Document segment:
::::::::
Bill making investing in startups easier passes first reading

Car in Bolt livery. Photo is illustrative.
Car in Bolt livery. Photo is illustrative. Source: Siim Lõvi /ERR

A bill aimed at simplifying investing in startups passed its first reading in the Riigikogu on Tuesday and Center Party MP Andrei Korobeinik said that the amendments will make the lives of startups easier.

The objective of the amendments is to make it easier for startups to involve investment, the Center Party said. At the moment, if an investor wants to invest in an Estonian company, their representative and all the shareholders of the startup company must meet a notary at the same time in the same place.

Korobeinik, a member of the Riigikogu's legal affairs committee, said: "However, this may not be easy. Especially in a situation where the investor is some foreign venture capital fund or several angel investors and the company has many shareholders."

The amendment would allow shareholders to choose whether they want notarization of the transactions or whether the decision of existing shareholders is sufficient to involve new shareholders.

"A similar approach is used in many other countries, such as Finland, Latvia and the United States," Korobeinik said. "For Estonia, this would be an opportunity to modernize the economic environment and improve the competitiveness of our companies," he added.
::::::::
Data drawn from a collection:

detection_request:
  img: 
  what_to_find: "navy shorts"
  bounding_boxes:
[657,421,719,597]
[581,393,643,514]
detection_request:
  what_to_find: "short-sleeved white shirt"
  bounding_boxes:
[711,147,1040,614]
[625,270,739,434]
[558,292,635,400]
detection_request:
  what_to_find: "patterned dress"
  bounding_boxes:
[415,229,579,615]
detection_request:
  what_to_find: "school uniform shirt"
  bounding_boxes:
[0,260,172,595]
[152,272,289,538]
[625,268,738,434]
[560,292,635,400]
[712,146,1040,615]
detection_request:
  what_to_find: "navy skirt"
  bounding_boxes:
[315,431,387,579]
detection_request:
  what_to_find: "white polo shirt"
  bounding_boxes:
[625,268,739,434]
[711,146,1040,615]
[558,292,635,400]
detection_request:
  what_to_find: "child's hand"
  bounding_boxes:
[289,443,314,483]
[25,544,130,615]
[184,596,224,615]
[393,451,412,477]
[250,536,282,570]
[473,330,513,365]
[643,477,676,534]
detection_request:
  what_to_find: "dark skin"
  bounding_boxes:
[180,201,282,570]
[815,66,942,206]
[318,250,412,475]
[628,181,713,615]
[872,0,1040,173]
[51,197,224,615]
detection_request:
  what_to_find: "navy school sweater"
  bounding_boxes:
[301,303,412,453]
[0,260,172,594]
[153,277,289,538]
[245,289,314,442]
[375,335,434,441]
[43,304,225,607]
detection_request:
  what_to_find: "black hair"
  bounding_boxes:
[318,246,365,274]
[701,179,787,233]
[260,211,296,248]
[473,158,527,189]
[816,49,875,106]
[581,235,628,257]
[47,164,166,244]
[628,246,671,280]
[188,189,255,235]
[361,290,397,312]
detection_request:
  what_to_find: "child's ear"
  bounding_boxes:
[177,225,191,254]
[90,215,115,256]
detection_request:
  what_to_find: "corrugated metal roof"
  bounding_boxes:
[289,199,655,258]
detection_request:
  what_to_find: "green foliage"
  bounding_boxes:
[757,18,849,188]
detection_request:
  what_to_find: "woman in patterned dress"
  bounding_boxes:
::::::::
Goals:
1 > Decide whether each statement agrees with the article on the startup investment bill. Answer yes or no for each, and quote the article's deciding words. (a) The bill passed its first reading in the Riigikogu on Tuesday. (b) Currently, the investor's representative and all shareholders of the startup must meet a notary at the same time in the same place. (c) Under the amendment, notarization of transactions would become mandatory for all new investments.
2 > Write the next part of the article on the startup investment bill, picking up after its final paragraph.

Answers for the tasks:
1 >
(a) Yes: "passed its first reading in the Riigikogu on Tuesday"
(b) Yes: "their representative and all the shareholders of the startup company must meet a notary at the same time in the same place"
(c) No: "allow shareholders to choose whether they want notarization of the transactions or whether the decision of existing shareholders is sufficient to involve new shareholders"

2 >
Andrei Korobeinik Source: ERR

Korobeinik, who made a presentation before the plenary on behalf of the legal affairs committee, said that Estonia's competitiveness is being hampered by banks operating here that do not open accounts for foreign investors. As a result, several successful startups in Estonia have changed their jurisdiction and relocated to the United Kingdom or the United States, for example.

"With this, Estonia will lose tax revenue and take a blow to its reputation. According to the law amendments, foreign investors will no longer need to open accounts with Estonian banks or visit notaries in Estonia," Korobeinik added.

There are currently two bills in handling, one by the legal affairs committee and the other by the government. The first reading of both bills has been completed and a compromise between them will be sought by the committee between the first and second reading.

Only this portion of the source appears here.